“Io ti assolvo dai tuoi peccati”… Assolto… Sciogliere… slegare il nodo gordiano senza sguainare la spada.
Siamo legati, addirittura incatenati e schiavi del peccato, ma veniamo assolti.
Ogni peccato è spiritualmente una colpa, determina una pena e può essere oggettivamente un danno.
Peccato è “non fare la volontà di Dio”. Può succedere per debolezza, per costrizione o per volontà pura. Se ci sono le condizioni di materia grave, piena avvertenza e deliberato consenso, il peccato è “mortale”.
Non siamo assolti da Dio, nella Sua misericordia, per non aver commesso il fatto
Non siamo assolti da Dio, nella Sua misericordia, per insufficienza di prove
Al contrario: abbiamo riconosciuto il peccato, l’abbiamo presente, l’abbiamo descritto, pentendocene.
Ce ne siamo “accusati” da noi, senza che nessuno (o prima che qualcuno) potesse farlo.
Lì scatta sacramentalmente l’assoluzione.

COSA FARE:
**A.** Per favore, cita senza modifiche la parte del brano sull'assoluzione che si apre con le parole contenenti "Non siamo assolti da Dio, nella Sua misericordia, per non" e si chiude con "qualcuno) potesse farlo.".
**B.** Nel brano sull'assoluzione, quali condizioni rendono "mortale" un peccato?
**C.** Prosegui il brano sull'assoluzione a partire dalla sua ultima frase.

ESTRATTO DEL DATASET:
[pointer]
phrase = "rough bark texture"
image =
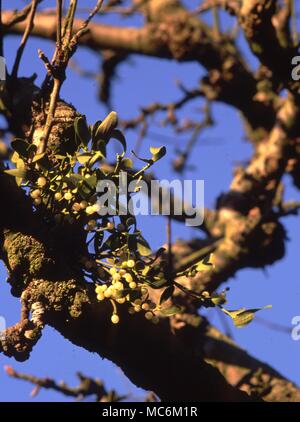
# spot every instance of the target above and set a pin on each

RISPOSTE AI COMPITI:
**A.**
Non siamo assolti da Dio, nella Sua misericordia, per non aver commesso il fatto
Non siamo assolti da Dio, nella Sua misericordia, per insufficienza di prove
Al contrario: abbiamo riconosciuto il peccato, l’abbiamo presente, l’abbiamo descritto, pentendocene.
Ce ne siamo “accusati” da noi, senza che nessuno (o prima che qualcuno) potesse farlo.

**B.** Materia grave, piena avvertenza e deliberato consenso.

**C.**
L’assoluzione ci libera dalla colpa, tuttavia ogni nostro peccato comporta non solo una “colpa”, ma anche una “pena”. Intanto ogni peccato, anche veniale, porta con sé la sua pena, come sua necessaria conseguenza. La pena temporale consiste in una sofferenza che si può scontare in questa vita oppure in Purgatorio. Ai peccati “mortali” (per lo spirito) può conseguire una pena che -a livello spirituale- può essere eterna. Già in questa vita comunque ogni peccato provoca una sofferenza. Il peccato infatti inquina la creazione, danneggiandola: e danneggia sia chi pecca, sia l’innocente che lo subisce senza propria colpa.
La pena (temporale o eterna) può esserci rimessa per grazia: accade quando, sinceramente pentiti, chiediamo perdono a Dio nel Sacramento della Confessione o (se questo è momentaneamente impossibile) con un atto di contrizione perfetta unito al proposito di confessarsi al più presto. Quando il peccato mortale ci viene rimesso dalla misericordia, la pena eterna (tolta la colpa resta infatti il danno provocato) viene commutata in pena temporale, come per i peccati veniali. Rimessa la colpa e mitigata o rimessa la pena, resta il danno.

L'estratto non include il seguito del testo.